→ Verilen Metin:
Kültür Sanat Edebiyat Şiir

  • bediüzzaman said nursi27.06.2004 - 20:45

    Bediüzzaman Said Nursî
    Bediüzzaman Said Nursî, Bitlis'in Hizan ilçesine bağlı İsparit nahiyesinin Nurs köyünde dünyaya geldi (1876) . Yenilikçi, atak, cesur bir mizaca, son derece parlak bir zekaya ve güçlü bir hafızaya sahipti. Bunlar katıksız iman ve ilim aşkıyla birleşince, normalde onbeş yıl kadar süren klâsik medrese eğitimi üç aya sığdı. Bu olağanüstü gelişmeyi kavrayamayanlar tarafından düzenlenen münazaraları (ilmî tartışma) kazanarak, kendini ispatladı. Bu yüzden 'Molla Said'e 'zamanın emsalsizi, benzersizi' anlamında 'Bediüzzaman' lakabı verildi.

    Dönem tüm dünyada maddeciliğin öne çıktığı bir dönemdi. İnsanlık kendi geleceğini tahribe yönelmiti.Bu değişimden müslüman milletler de etkilenmiş, meselâ yeryüzünün tek bağımsız İslâm devleti olan Osmanlı Devleti çoktan eski haşmetini ve kudretini kaybetmişti. Büzülme ve çözülme noktasındaydı.

→ Veri Kümesi Bölümü:
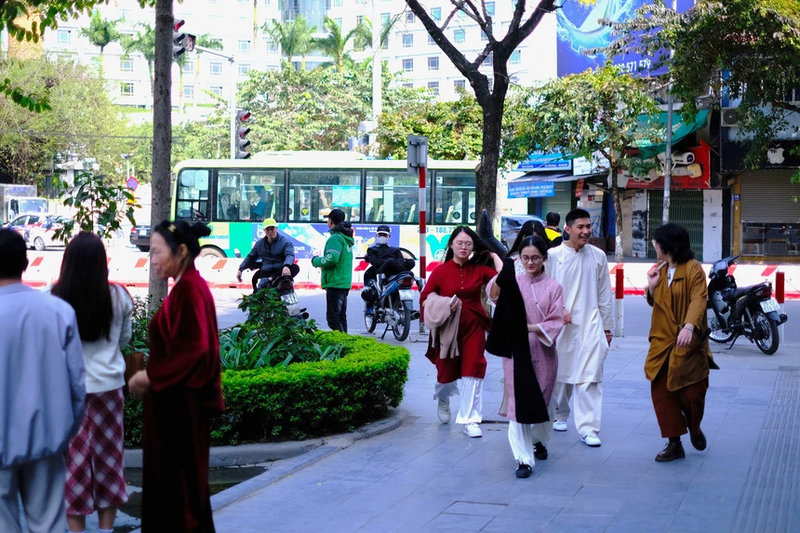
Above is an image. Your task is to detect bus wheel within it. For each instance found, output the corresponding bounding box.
[200,246,225,259]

→ Verilen Görev A: Bediüzzaman Said Nursî hakkındaki metne göre Said'e "Bediüzzaman" lakabı neden verildi? Bir iki cümleyle açıklayın.
→ Verilen Görev B:
Bediüzzaman Said Nursî hakkındaki metne dayanarak şu soruları yanıtlayın:
(i) Said Nursî hangi köyde ve hangi yılda doğdu?
(ii) Klasik medrese eğitimi normalde ne kadar sürer ve Said'in eğitimi ne kadar sürede tamamlandı?
(iii) Metin Osmanlı Devleti'ni İslâm dünyası içinde nasıl tanımlıyor?
→ Verilen Görev C: Lütfen Bediüzzaman Said Nursî hakkındaki metni kaldığı yerden sürdürün.

→ Nihai Sonuç A: Said, olağanüstü gelişmesini kavrayamayanların düzenlediği münazaraları (ilmî tartışmaları) kazanarak kendini ispatladı. Bu yüzden kendisine "zamanın emsalsizi, benzersizi" anlamına gelen "Bediüzzaman" lakabı verildi.

→ Nihai Sonuç B:
(i) Bitlis'in Hizan ilçesine bağlı İsparit nahiyesinin Nurs köyünde, 1876'da doğdu.
(ii) Normalde on beş yıl kadar sürer; Said'in eğitimi üç aya sığdı.
(iii) Yeryüzünün tek bağımsız İslâm devleti olarak tanımlıyor.

→ Nihai Sonuç C:
    İnsanlığın ortak problemlerinin yanı sıra yaşadığı toplumun özel problemlerine de eğilen Bediüzzaman, açık bir gerçekle yüz yüze geldi: Batı maddeciliğe saplanmış, Doğu ise eskiyen kurumlarını yenileyip iman eksenli bir yapılanmaya dönüştürememişti. Osmanlı Devleti de aynı açmazda tükeniyordu. Devlet ve millet şeklen İslam'a bağlı olmakla birlikte, mânâ planında İslâmdan kopmuştu. Batıyı da anlayamamıştı. Asıl problemi buydu.

    Teşhisini bu şekilde koyan Bediüzzaman tedavi metodunu da geliştirdi: 'Tahkiki iman' geliştirdiği metodun özü ve özetiydi.

    Sıra 'tahkiki îman' ekseninde gelişip çağın teknolojisiyle zenginleşecek insanlar yetiştirmeye gelmişti. Bunun da yolu eğitimden geçerdi.

    Bu maksatla bir eğitim projesi geliştirdi. Buna göre Doğu ve Güneydoğu öncelikli olarak tüm vatan sathı 'Medrezetühzehra' adını verdiği eğitim kurumlarıyla donatılacak, bu kurumların ilk, orta, lise bölimleri olacak, ayrıca din ve fen dersleri bir biri içinde, bir bütün halinde okutulacaktı. 'Vicdanın ziyası(ışığı) , ulûm-u dîniyedir, aklın nuru fünûn-u (fenler) medeniyedir. İkisinin imtizacıyla hakikat tecelli eder. İftirak ettikleri (ayrıştıkları) vakit birincisinde taassub (tutuculuk) , ikincisinde hile, şüphe tevellüd eder(doğar) , diyordu.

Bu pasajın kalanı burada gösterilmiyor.